### Requirements
(1) From the parliamentary debate below, reproduce word for word the part from "Lieut.-Colonel MURRAY" up to and including "Agriculture in Scotland?".
(2) In the parliamentary debate below, what demand does Captain Fitzroy say he will support?
++++ Passage provided
Lieut.-Colonel MURRAY

I would ask the Lord Advocate whether he is satisfied from the Scottish point of view that the Amendment of the hon. Baronet will leave us the Board of Agriculture in Scotland?

Mr. MORISON

Perhaps my hon. Friend will allow me to give the assurance that that is so. Our Board of Agriculture would not be touched.

Captain FITZROY

It is very difficult to understand the attitude of the Government. They are only creating difficulties for themselves, if this Bill is going to be successful it must give as much satisfaction as possible to all the different sections of the country, and above all things, secure confidence. I propose to support the demand of the Welsh Members for a separate. Wages Board for Wales. Our great trouble in England has arisen from exactly the same reasons as these given by the Mover and Seconder of this Amendment. Our complaint has been that instead of the Central Wages Board considering, as was intended under the Corn Production Act, recommendations made to them by the various District Wages Boards, they have taken upon themselves, without any recommendations coming from the District Wages Board, to make new recommendations. That has been one of the chief complaints with regard to the action of the Central Wages Board. Though, of course, many parts of it have agricultural conditions very much like these in England, Wales is essentially a country where a great many smallholders exist under different conditions, and obviously when recommendations come down from the Central Wages Board in London, without any request from the District Boards for increased wages or shorter hours, as the case may be, they create dissatisfaction and want of confidence on the part of the agriculturists in Wales. When the right hon. Gentleman says that he cannot set up this Wages Board in Wales because there is no Minister of Agriculture in Wales, I fail to see what connection that has with the matter. As my hon. Friend pointed out, the Ministry of Agriculture in England has no control over the Central Wages Board, and how in the world has it anything to do with a Wages Board for Wales. It cannot be necessary to set up a Ministry of Agriculture in Wales in order to set up a Welsh Wages Board. I hope the hon. Member will carry the Amendment to a Division, and I propose to support him.
++++++++
++++ Material
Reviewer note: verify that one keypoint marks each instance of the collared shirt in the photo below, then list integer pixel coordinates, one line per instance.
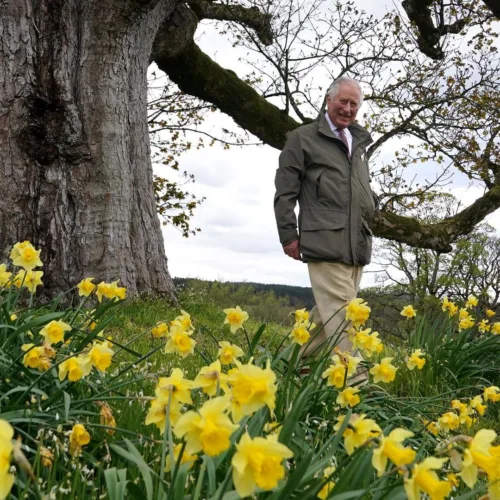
(336, 132)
++++++++
### Results of the tasks
(1)
Lieut.-Colonel MURRAY

I would ask the Lord Advocate whether he is satisfied from the Scottish point of view that the Amendment of the hon. Baronet will leave us the Board of Agriculture in Scotland?

(2) The Welsh Members' demand for a separate Wages Board for Wales.